## Your task
All records are to be retyped faithfully and completely.

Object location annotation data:
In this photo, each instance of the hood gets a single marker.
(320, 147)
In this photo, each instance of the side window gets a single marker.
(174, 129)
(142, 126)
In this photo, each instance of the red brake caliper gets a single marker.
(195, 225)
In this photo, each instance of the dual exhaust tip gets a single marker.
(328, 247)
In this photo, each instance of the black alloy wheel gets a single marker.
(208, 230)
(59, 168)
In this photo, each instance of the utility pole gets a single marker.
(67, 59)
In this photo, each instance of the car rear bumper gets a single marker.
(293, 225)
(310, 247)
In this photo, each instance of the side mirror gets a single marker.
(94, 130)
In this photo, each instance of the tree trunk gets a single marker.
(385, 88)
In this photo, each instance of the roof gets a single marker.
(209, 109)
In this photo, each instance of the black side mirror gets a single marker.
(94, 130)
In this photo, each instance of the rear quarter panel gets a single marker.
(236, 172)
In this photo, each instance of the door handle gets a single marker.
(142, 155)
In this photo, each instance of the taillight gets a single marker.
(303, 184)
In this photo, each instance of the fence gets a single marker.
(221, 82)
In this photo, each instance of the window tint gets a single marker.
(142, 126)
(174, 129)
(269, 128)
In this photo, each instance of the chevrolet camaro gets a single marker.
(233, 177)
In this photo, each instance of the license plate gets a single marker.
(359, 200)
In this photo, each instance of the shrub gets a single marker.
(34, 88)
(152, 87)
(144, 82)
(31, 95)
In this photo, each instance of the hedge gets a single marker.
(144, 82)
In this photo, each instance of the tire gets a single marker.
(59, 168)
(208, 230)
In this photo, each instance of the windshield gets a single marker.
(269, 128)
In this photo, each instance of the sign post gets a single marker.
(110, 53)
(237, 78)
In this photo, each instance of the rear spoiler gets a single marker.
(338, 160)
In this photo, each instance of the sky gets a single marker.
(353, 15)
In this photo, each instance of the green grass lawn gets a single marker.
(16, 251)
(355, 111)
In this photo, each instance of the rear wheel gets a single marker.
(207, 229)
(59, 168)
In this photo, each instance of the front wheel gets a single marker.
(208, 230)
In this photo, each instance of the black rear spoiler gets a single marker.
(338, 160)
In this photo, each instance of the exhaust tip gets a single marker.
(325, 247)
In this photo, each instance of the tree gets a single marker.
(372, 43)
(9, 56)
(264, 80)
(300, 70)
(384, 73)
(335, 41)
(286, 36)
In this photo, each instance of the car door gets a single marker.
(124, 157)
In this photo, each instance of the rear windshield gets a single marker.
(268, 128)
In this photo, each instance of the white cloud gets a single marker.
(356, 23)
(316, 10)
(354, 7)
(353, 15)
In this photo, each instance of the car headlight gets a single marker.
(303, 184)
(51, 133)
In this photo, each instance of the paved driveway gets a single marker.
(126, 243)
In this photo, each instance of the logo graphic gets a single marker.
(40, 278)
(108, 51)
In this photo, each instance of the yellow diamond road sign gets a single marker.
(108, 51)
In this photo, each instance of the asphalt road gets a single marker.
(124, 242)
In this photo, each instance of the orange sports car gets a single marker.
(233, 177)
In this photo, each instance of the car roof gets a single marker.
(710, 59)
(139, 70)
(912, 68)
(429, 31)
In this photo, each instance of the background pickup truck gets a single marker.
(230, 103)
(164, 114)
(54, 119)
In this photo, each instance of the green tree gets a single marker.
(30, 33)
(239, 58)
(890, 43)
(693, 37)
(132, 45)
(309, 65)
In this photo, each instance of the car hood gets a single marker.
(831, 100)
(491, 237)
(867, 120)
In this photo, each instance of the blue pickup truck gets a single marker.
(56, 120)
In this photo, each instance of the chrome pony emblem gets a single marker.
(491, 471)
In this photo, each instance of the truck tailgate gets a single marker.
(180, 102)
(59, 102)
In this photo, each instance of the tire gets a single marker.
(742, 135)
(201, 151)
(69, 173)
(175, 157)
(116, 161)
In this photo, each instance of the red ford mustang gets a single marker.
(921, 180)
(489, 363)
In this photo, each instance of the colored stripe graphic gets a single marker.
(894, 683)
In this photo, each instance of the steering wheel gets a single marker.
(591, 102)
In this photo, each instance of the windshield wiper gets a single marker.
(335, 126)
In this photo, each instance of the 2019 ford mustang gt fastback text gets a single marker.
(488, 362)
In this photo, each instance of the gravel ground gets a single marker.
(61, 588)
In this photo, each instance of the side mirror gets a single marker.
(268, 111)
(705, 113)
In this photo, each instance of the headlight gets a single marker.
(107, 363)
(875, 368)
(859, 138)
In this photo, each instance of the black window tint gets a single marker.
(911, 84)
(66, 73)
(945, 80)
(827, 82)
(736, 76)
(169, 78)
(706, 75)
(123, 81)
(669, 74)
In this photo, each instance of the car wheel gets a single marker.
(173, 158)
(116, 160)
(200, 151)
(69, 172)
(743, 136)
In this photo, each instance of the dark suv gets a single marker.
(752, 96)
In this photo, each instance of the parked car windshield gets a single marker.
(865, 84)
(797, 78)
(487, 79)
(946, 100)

## Written answer
In this photo, each instance of the hood gets a single marker.
(320, 147)
In this photo, each instance of the side window gets a single marker.
(174, 129)
(142, 126)
In this photo, each instance of the red brake caliper gets a single marker.
(195, 225)
In this photo, each instance of the dual exhaust tip gets a single marker.
(328, 247)
In this photo, each instance of the black alloy wheel gets a single marker.
(208, 230)
(59, 168)
In this photo, each instance of the utility pole gets a single marker.
(67, 59)
In this photo, each instance of the car rear bumper gets a single marker.
(293, 225)
(310, 247)
In this photo, each instance of the side mirror gets a single marker.
(94, 130)
In this photo, each instance of the tree trunk gets a single marker.
(385, 88)
In this photo, each instance of the roof gets a single marker.
(209, 109)
In this photo, each instance of the black side mirror gets a single marker.
(94, 130)
In this photo, each instance of the rear quarter panel gets a single marker.
(236, 172)
In this photo, each instance of the door handle gets a single marker.
(142, 155)
In this photo, each instance of the taillight gets a single marker.
(303, 184)
In this photo, each instance of the fence gets a single marker.
(221, 82)
In this photo, each instance of the window tint gets a single marker.
(142, 126)
(174, 129)
(269, 128)
In this photo, each instance of the chevrolet camaro gets a single marker.
(233, 177)
In this photo, each instance of the license plate gets a single marker.
(359, 200)
In this photo, each instance of the shrub gets a single marker.
(34, 88)
(152, 87)
(144, 82)
(31, 95)
In this photo, each instance of the hedge gets a single marker.
(144, 82)
In this photo, each instance of the tire gets a single marker.
(59, 168)
(208, 230)
In this photo, each instance of the windshield gets a single marker.
(269, 128)
In this photo, each instance of the sign post gets a single marker.
(110, 53)
(237, 78)
In this photo, each instance of the rear spoiler gets a single marker.
(338, 160)
In this photo, each instance of the sky gets a single marker.
(353, 15)
In this photo, each instance of the green grass lawn gets a single marker.
(16, 251)
(355, 111)
In this photo, each instance of the rear wheel gets a single marker.
(207, 229)
(59, 168)
In this photo, each instance of the front wheel gets a single marker.
(208, 230)
In this photo, each instance of the black rear spoiler gets a single marker.
(338, 160)
In this photo, each instance of the exhaust tip gets a single marker.
(325, 247)
In this photo, each instance of the tree gets a single marker.
(372, 43)
(9, 56)
(264, 80)
(300, 70)
(384, 73)
(335, 41)
(286, 36)
In this photo, each instance of the car door gets a single marker.
(124, 157)
In this photo, each instance of the rear windshield gets a single marker.
(268, 128)
In this photo, each instance of the white cloud gets a single marker.
(356, 23)
(316, 10)
(354, 7)
(353, 15)
In this photo, each instance of the car headlight gets a single marker.
(303, 184)
(51, 133)
In this photo, each instance of the paved driveway gets a single marker.
(126, 243)
In this photo, each instance of the logo graphic gets a single marker.
(40, 278)
(108, 51)
In this photo, each instance of the yellow diamond road sign gets a single marker.
(108, 51)
In this photo, each instance of the asphalt road gets a single marker.
(124, 242)
In this photo, each instance of the orange sports car gets a single marker.
(233, 177)
In this photo, each instance of the car roof gets a single marker.
(710, 59)
(139, 70)
(912, 68)
(429, 31)
In this photo, each instance of the background pickup truck gets a single marker.
(230, 103)
(164, 114)
(54, 119)
In this photo, each instance of the green tree gets a single marker.
(30, 33)
(239, 58)
(890, 43)
(693, 37)
(132, 45)
(309, 65)
In this photo, each instance of the car hood gets a single marker.
(831, 100)
(491, 237)
(867, 120)
In this photo, each instance of the blue pickup truck gets a single marker.
(56, 120)
In this photo, each instance of the chrome pony emblem gets a single marker.
(491, 471)
In this photo, each instance of the truck tailgate gets a single marker.
(180, 102)
(59, 102)
In this photo, each instance of the tire gets a single marker.
(742, 135)
(201, 151)
(69, 173)
(175, 157)
(116, 161)
In this photo, each instance of the red ford mustang gets a single marker.
(921, 180)
(489, 363)
In this photo, each instance of the colored stripe graphic gets a single marker.
(894, 683)
In this photo, each instance of the steering wheel gets a single marker.
(591, 102)
In this photo, each instance of the windshield wiper gets a single marker.
(335, 126)
In this photo, each instance of the 2019 ford mustang gt fastback text gets a single marker.
(488, 362)
In this photo, each instance of the gravel ground gets a single marker.
(61, 588)
In this photo, each instance of the side mirror gets a single marker.
(268, 111)
(705, 113)
In this photo, each instance of the headlight gets a single marker.
(107, 363)
(875, 368)
(859, 138)
In this photo, each instance of the black window tint gets a single marker.
(911, 84)
(66, 73)
(945, 80)
(827, 82)
(736, 76)
(169, 78)
(706, 75)
(123, 81)
(669, 74)
In this photo, each instance of the car wheel gets a single marker.
(173, 158)
(116, 160)
(200, 151)
(69, 172)
(743, 136)
In this photo, each instance of the dark suv gets a single marker.
(752, 96)
In this photo, each instance of the parked car windshield gets a single marker.
(865, 84)
(797, 78)
(487, 79)
(946, 100)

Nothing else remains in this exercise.